UIT TE VOEREN TAKEN:
**a)** Beantwoord deze vragen over de tekst over bijwerkingen van inentingen:
(i) Hoeveel meer ernstige meldingen beoordeelde de Gezondheidsraad?
(ii) Welk instituut registreerde en selecteerde de meldingen?
(iii) Hoeveel sterfgevallen kan de commissie niet volledig beoordelen?
**b)** Neem uit de tekst over bijwerkingen van inentingen het deel over dat begint met de woorden "Zevenentwintig meldingen betroffen" en eindigt met "gebrek aan gegevens.". Hernoem daarin "commissie" tot "werkgroep".

TE LEZEN FRAGMENT:
########################################

„Geen verandering in bijwerking inenting”
Vijf jaar vaccineren tussen 1997 en 2001 heeft volgens de Gezondheidsraad geen grote verschuivingen opgeleverd in de aard en de ernst van het aantal bijwerkingen. De raad beoordeelde een selectie van 142 meer ernstige meldingen uit die periode. Bij 115 meldingen ging het om ziekteverschijnselen, bij 27 meldingen om sterfgevallen.
De meldingen zijn geregistreerd en geselecteerd door het Rijksinstituut voor Volksgezondheid en Milieu (RIVM) en vervolgens beoordeeld door een commissie van de Gezondheidsraad. Bij 64 van de 115 meldingen van ziekteverschijnselen is een verband met de voorafgaande vaccinatie volgens de commissie onwaarschijnlijk of niet bestaand. Bij veertig meldingen acht de commissie het bestaan van dit verband mogelijk, bij tien meldingen waarschijnlijk en bij één hoogstwaarschijnlijk. Bij vier kinderen leidden de ziekteverschijnselen tot ernstige neurologische afwijkingen. Bij de overige meldingen zijn geen aanwijzingen voor ernstige restverschijnselen gevonden.
Zevenentwintig meldingen betroffen sterfgevallen. Bij één patiënt -met een ernstige aangeboren aandoening- acht de commissie het mogelijk dat niet de vaccinatie zelf maar wel de eventuele gevolgen daarvan, bijvoorbeeld koorts, hebben bijgedragen aan het overlijden. Bij zes sterfgevallen vindt de commissie het bestaan van een verband tussen vaccinatie en overlijden onwaarschijnlijk en bij tien sterfgevallen is zij van mening dat dit verband niet bestaat. De resterende tien sterfgevallen kan de commissie niet volledig beoordelen, meestal door een gebrek aan gegevens.

########################################

Gegevensrecords:
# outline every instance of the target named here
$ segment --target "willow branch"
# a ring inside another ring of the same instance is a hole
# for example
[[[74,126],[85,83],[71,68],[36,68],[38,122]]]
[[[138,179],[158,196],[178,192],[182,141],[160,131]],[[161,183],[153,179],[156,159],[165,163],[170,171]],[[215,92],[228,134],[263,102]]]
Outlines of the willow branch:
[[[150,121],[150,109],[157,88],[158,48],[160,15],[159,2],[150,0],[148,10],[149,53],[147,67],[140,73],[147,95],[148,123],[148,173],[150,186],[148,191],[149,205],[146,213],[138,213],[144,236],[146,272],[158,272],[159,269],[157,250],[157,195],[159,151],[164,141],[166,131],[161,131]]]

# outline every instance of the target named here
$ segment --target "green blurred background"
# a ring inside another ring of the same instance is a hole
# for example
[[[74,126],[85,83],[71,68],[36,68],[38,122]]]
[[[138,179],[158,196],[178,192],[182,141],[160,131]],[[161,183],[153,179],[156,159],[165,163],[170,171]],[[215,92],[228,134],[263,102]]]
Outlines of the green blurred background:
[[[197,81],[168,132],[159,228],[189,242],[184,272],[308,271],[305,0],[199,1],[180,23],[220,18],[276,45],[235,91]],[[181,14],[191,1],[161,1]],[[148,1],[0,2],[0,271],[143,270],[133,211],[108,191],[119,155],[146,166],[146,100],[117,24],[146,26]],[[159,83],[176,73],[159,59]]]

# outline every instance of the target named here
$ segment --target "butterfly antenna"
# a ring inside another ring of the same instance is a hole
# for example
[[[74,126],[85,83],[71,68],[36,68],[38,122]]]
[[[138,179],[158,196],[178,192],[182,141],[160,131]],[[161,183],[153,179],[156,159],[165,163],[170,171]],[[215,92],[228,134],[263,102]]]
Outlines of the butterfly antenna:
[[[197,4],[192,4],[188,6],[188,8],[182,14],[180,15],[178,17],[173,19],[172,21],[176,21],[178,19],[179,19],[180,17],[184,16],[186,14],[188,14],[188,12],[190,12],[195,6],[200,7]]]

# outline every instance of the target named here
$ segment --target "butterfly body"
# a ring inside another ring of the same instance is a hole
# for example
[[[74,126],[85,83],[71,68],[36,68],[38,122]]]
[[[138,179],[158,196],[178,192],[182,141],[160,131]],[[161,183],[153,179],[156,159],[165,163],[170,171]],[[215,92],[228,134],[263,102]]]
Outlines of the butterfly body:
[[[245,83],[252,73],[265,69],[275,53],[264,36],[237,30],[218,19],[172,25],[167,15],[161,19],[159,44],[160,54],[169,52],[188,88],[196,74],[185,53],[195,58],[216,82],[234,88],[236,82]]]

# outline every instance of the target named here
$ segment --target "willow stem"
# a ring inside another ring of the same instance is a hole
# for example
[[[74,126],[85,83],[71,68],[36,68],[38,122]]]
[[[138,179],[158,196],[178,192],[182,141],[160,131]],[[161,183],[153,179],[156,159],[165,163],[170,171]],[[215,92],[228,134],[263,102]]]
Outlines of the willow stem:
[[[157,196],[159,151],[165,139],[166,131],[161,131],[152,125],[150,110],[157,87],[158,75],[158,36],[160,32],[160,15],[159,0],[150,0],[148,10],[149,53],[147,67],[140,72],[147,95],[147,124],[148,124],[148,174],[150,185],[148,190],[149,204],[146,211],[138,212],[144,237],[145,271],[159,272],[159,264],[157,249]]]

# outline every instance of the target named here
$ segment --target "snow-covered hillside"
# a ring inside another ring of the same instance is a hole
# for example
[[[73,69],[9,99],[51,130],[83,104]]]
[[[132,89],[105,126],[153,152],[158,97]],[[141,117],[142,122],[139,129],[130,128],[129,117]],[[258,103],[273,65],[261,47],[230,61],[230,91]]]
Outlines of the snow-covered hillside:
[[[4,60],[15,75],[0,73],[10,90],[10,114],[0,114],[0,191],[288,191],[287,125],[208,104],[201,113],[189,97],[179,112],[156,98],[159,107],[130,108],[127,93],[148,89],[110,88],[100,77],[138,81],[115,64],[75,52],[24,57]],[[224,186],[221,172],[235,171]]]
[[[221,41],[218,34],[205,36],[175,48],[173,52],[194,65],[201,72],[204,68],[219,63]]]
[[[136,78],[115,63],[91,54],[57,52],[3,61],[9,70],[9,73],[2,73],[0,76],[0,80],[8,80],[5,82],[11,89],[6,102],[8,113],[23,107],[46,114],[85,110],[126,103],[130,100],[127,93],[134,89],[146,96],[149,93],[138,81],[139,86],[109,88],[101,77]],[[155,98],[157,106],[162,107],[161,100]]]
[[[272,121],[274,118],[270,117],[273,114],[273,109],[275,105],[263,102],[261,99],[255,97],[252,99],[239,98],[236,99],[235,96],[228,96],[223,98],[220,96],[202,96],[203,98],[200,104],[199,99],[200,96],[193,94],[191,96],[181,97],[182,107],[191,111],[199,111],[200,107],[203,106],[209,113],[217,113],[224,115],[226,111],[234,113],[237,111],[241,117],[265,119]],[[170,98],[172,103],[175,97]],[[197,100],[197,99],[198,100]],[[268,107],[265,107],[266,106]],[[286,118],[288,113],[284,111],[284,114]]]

########################################

OPLOSSINGEN VAN TAKEN:
**a)**
(i) 142 meldingen.
(ii) Het Rijksinstituut voor Volksgezondheid en Milieu (RIVM).
(iii) Tien sterfgevallen.

**b)**
Zevenentwintig meldingen betroffen sterfgevallen. Bij één patiënt -met een ernstige aangeboren aandoening- acht de werkgroep het mogelijk dat niet de vaccinatie zelf maar wel de eventuele gevolgen daarvan, bijvoorbeeld koorts, hebben bijgedragen aan het overlijden. Bij zes sterfgevallen vindt de werkgroep het bestaan van een verband tussen vaccinatie en overlijden onwaarschijnlijk en bij tien sterfgevallen is zij van mening dat dit verband niet bestaat. De resterende tien sterfgevallen kan de werkgroep niet volledig beoordelen, meestal door een gebrek aan gegevens.